Written tasks:
a - How many lines in the entries contain the string "window"? Case counts. Reply with the number alone.
b - Continue the piece on live-TV harassment of reporters from its final sentence.

* start Selection *

A close up of a microphone
Photo by Allison Baker
Live Hit
Photo by Allison Baker

CBC Montreal reporter Tanya Birkbeck was operating her own camera and interviewing a jersey-clad football fan in front of the Percival Molson Memorial Stadium in downtown Montreal. What happened next would leave her feeling violated. A young bearded man wearing a baseball cap, sunglasses and black hoodie approached, stared straight into the lens and yelled, “Fuck her right in the pussy!”

Five seconds later, another man, also dressed in black, jumped into the frame and repeated the vulgarity. That crisp day in November 2014 was the first time this had happened to her, but before long, being the target of the phrase—known as FHRITP and based on a YouTube video of a prank—became an all-too-common experience for Birkbeck and many other reporters. “It felt personal,” Birkbeck wrote in a cbc.ca op-ed.Not just a catchphrase, but more of a taunt suggesting that the men around me, instead of talking to me, should be, you know, raping me.”

Many reporters, male and female, have also spoken out about how it feels to be subjected to FHRITP. “When you invade my space, grab my mike and yell that, you’re not just disrespecting my space as a working journalist,” the Calgary Herald’s Erika M. Stark wrote in an April 2015 Storify post. “You’re disrespecting and harming me as an individual. And, in this case, you’re disrespecting someone who has survived sexual assault.”

People have always shouted and waved in front of television cameras—it’s impossible to make sure live hits are never interrupted. But menacing, sexually-charged intrusions can be particularly distracting and upsetting for TV reporters, not to mention offensive to viewers. CBC has responded by providing a list of recommendations for how its reporters should handle sexual harassment in the field. These guidelines are a good first step, but nothing newsrooms can do will be enough to control outsiders’ behaviour and prevent verbal sexual assault. The only way it will stop is to educate people—especially young men—about why demeaning women is not okay, but one of the recommendations may actually get in the way of that.

* end Selection *
* start Record extracts *

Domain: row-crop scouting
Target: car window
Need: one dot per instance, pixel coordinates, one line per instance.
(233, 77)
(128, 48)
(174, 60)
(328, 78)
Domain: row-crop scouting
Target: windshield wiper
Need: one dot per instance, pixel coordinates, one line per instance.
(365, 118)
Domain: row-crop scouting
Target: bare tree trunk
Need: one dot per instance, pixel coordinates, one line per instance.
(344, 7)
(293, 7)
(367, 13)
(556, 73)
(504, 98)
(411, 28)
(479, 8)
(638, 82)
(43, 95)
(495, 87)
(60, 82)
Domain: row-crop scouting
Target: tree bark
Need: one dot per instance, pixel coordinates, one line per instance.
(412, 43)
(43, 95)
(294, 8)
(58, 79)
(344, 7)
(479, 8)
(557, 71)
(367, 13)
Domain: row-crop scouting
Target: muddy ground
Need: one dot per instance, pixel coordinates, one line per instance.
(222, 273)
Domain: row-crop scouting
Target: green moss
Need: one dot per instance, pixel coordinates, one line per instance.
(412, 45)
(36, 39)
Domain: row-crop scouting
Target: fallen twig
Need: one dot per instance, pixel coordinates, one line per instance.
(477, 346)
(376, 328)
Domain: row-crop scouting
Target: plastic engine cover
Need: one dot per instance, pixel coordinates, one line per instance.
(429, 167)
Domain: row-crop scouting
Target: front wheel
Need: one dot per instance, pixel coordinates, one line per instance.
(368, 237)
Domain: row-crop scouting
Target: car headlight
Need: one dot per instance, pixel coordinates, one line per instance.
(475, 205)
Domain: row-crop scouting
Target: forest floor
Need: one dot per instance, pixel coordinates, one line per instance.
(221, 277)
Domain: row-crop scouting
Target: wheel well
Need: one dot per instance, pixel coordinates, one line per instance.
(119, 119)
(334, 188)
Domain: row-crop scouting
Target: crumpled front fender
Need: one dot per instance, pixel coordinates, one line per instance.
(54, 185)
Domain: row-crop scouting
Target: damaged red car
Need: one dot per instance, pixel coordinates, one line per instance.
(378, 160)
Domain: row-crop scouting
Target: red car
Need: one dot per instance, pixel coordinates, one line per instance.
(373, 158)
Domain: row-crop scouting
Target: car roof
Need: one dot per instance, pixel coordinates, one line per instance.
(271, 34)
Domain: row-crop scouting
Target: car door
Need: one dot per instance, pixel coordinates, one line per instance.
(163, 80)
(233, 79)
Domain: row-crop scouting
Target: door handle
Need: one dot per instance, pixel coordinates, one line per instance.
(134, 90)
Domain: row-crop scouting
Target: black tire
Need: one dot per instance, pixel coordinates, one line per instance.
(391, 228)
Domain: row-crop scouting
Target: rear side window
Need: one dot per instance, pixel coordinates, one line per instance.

* end Record extracts *

The responses:
a - 2

b -
In spring 2015, Brenda Murray, a senior producer at CBC in Toronto, was worried about how often FHRITP would happen during the summer, when live hits in the middle of crowds are more frequent because of the warmer weather and greater number of outdoor events. “I wanted to see that the corporation showed that we were engaged,” she says, “and any sort of armour that we could prepare the reporters with, the better.”

She forged that armour as part of a 12-person committee—unofficially called the National Safety in the Field Committee—of reporters, editors, executives and HR staff that met to decide how to protect reporters from FHRITP and other forms of harassment. Some members, including Birkbeck in Montreal, joined in through a conference call with the Toronto-based staff. The committee gathered information and ideas from journalists, lawyers, police officers and security professionals. In June, it released recommendations for dealing with field harassment. Training for reporters is in the works, though no start date has been announced.

The strategies, which have been shared with CTV, City and Global, include asking event security to stand nearby, documenting all incidents and not confronting a harasser. “We don’t want to escalate the situation,” the memo sent to CBC staff reads. “Your safety is paramount, and it’s hard to predict how individuals might react to words or gestures which could be seen as provocative.” Greg Reaume, managing editor of CBC news coverage, says choosing how to react in the moment is an individual decision. But this controversial part of the memo pushes reporters in a more passive direction.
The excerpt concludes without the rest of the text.